TEXT SEGMENT Start Marker

Monday, May. 28, 1945

Collectors' Items

A few of the German Nazis caught last week distinguished themselves by admitting that they were Nazis.

P: Dr. Robert Ley, leader of Hitler's Labor Front and "Strength Through Joy" movement, turned up in a four-day beard, blue pajamas, a green hat. Found in an Austrian home, where he had put up as "Dr. Ernst Distelmeyer," joyless, strengthless Dr. Ley relinquished a vial of poison and told his U.S. captors: "I will always believe that Adolf Hitler was Germany's greatest man. ... I did everything I could for Germany. ... I think work is beautiful. . . . Life doesn't mean a damned thing to me. You can beat me; you can torture me, but I'll never doubt Hitler's acts."

P: Said a German U-boat skipper, surrendering his ship at Portsmouth, N.H. (see WORLD BATTLEFRONTS): "There's no difference between a German and a Nazi. A Nazi is a good German and a good German is a Nazi."

P: Dr. Alfred Rosenberg, the Nazi Reich's chief mythologist and "Director of Philosophic Outlook," was found by the British. His hiding place: a hospital bed within a stone's throw of Admiral Doenitz' headquarters in Flensburg (see above). Rosenberg's presence strengthened suspicions that Himmler may have also taken refuge somewhere near Doenitz.

P: Police General Ernst Kaltenbrunner, Heinrich Himmler's specialist in mass execution-by-gas, was found hiding in a fortified chalet in the Tyrol with his adjutant, Artur Scheidler.

P: Protested Adolf Hitler's onetime protegee, Nazi cinemactress Leni Riefenstahl, when U.S. troops ejected her from Foreign Minister Joachim von Ribbentrop's hill villa at Kitzbuhel, Austria: "Some of my best friends were Jews." With tears in her great brown eyes she complained of the disrespect of an unnamed Boston Irish doughboy. "Baby," he had said, "I've been going to the movies a long time and I never heard of you."

TEXT SEGMENT End Marker

• BRIEF:
Answer these questions using the article above on captured Nazis:
1. What name had Dr. Robert Ley used in the Austrian home where he was found?
2. Where did the German U-boat skipper surrender his ship?
3. Who was with Ernst Kaltenbrunner in the fortified chalet in the Tyrol?

STORED DATA Start Marker

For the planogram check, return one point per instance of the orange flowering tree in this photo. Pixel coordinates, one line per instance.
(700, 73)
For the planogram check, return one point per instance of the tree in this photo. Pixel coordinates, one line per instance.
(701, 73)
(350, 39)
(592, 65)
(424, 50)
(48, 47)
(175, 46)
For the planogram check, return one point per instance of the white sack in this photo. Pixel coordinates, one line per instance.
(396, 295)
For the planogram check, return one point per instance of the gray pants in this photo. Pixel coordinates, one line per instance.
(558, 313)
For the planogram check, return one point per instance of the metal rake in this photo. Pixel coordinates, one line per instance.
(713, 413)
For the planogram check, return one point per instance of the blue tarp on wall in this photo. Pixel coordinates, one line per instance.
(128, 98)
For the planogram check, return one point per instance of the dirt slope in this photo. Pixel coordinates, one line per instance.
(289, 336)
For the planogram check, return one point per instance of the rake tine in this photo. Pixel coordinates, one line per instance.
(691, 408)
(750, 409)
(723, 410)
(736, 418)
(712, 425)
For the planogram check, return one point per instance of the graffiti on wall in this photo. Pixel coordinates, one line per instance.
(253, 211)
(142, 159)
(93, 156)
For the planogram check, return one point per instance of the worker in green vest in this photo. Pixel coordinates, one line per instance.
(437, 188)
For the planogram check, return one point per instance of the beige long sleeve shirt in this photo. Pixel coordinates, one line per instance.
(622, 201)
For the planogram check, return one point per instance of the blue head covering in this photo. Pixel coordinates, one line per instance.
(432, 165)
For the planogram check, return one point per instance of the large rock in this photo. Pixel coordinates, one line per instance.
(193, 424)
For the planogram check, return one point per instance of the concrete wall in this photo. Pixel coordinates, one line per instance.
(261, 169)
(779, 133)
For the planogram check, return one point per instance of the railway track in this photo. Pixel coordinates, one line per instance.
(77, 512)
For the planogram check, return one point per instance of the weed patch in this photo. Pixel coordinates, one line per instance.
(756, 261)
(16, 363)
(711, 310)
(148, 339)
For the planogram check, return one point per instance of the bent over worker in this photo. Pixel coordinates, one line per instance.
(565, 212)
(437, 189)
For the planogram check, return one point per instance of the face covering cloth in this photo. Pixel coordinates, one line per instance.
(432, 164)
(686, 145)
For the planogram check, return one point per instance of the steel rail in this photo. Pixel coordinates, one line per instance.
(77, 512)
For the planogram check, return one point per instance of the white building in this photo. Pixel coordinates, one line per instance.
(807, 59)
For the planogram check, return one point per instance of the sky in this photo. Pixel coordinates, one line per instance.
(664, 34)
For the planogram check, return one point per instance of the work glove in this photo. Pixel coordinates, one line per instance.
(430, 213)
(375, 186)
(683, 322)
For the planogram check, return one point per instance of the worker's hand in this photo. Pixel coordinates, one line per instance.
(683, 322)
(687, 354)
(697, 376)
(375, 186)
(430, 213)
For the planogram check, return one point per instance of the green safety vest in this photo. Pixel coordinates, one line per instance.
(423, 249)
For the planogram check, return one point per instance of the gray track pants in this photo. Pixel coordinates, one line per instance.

STORED DATA End Marker

• ANSWER TO THE PROBLEM:
1. Dr. Ernst Distelmeyer
2. Portsmouth, N.H.
3. His adjutant, Artur Scheidler